» Exercise instructions:
(A) Please quote the genetic algorithm example below between "Introduction" and "from control patients.", inclusive.
(B) Answer these questions from the genetic algorithm example below:
(i) How many ovarian cancer patients provided samples?
(ii) Which command opens the documentation?
(iii) What type of mass spectrometry data is being classified?

Genetic Algorithm Search for Features in Mass Spectrometry Data
This example shows how to use the Global Optimization Toolbox with the Bioinformatics Toolbox™ to optimize the search for features to classify mass spectrometry (SELDI) data.
Introduction
Genetic algorithms optimize search results for problems with large data sets. You can use the MATLAB® genetic algorithm function to solve these problems in Bioinformatics. Genetic algorithms have been applied to phylogenetic tree building, gene expression and mass spectrometry data analysis, and many other areas of Bioinformatics that have large and computationally expensive problems. This example searches for optimal features (peaks) in mass spectrometry data. We will look for specific peaks in the data that distinguish cancer patients from control patients.
Global Optimization Toolbox
First familiarize yourself with the Global Optimization Toolbox. The documentation describes how a genetic algorithm works and how to use it in MATLAB. To access the documentation, use the doc command.
doc ga
Preprocess Mass Spectrometry Data
The original data in this example is from the FDA-NCI Clinical Proteomics Program Databank. It is a collection of samples from 121 ovarian cancer patients and 95 control patients. For a detailed description of this data set, see [1] and [2].

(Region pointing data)
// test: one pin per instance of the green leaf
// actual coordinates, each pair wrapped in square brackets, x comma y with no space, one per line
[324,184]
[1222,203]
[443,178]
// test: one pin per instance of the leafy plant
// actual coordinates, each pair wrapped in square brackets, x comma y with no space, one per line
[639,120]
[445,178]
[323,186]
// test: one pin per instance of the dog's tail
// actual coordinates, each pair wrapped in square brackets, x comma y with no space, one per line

* * *

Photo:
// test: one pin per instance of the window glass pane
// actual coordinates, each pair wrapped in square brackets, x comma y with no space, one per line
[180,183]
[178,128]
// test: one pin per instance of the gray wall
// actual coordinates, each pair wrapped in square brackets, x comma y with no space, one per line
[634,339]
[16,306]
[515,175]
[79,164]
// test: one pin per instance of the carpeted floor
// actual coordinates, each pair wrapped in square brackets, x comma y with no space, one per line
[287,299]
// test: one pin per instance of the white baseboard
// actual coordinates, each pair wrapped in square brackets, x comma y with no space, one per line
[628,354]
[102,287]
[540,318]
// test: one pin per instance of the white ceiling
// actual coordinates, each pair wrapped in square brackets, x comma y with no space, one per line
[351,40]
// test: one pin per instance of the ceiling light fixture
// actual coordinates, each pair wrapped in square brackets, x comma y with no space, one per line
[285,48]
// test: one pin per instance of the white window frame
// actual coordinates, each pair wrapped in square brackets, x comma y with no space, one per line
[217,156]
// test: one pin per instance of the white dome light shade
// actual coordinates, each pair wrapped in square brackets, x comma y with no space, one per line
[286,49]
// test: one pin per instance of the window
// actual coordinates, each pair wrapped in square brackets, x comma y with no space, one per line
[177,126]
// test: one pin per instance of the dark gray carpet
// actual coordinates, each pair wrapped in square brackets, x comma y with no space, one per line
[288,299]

...

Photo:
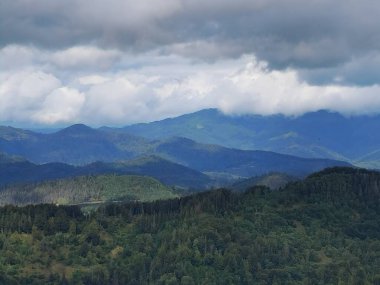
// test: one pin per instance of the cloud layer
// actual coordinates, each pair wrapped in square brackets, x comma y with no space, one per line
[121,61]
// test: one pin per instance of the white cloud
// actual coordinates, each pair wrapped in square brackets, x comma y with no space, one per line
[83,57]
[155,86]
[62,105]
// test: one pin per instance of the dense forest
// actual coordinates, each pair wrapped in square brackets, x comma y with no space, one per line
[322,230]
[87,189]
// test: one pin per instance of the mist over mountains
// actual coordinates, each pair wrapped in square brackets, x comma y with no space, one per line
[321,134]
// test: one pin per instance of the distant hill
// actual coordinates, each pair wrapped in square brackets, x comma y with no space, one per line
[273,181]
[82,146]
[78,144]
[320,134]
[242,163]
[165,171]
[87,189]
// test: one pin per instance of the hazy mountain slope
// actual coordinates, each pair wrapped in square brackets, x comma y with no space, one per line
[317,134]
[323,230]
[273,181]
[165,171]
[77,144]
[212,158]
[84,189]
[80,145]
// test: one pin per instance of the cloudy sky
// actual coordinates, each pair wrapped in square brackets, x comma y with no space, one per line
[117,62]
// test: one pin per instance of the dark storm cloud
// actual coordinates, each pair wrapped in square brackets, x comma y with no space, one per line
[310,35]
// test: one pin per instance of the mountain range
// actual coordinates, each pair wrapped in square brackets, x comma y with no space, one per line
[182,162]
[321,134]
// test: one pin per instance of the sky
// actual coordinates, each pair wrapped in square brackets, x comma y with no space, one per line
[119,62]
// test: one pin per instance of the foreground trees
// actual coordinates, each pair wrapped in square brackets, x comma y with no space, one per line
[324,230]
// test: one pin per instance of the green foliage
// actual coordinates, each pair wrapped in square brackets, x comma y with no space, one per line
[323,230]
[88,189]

» Results for the exercise:
(A)
Introduction
Genetic algorithms optimize search results for problems with large data sets. You can use the MATLAB® genetic algorithm function to solve these problems in Bioinformatics. Genetic algorithms have been applied to phylogenetic tree building, gene expression and mass spectrometry data analysis, and many other areas of Bioinformatics that have large and computationally expensive problems. This example searches for optimal features (peaks) in mass spectrometry data. We will look for specific peaks in the data that distinguish cancer patients from control patients.

(B)
(i) 121
(ii) The doc command
(iii) SELDI data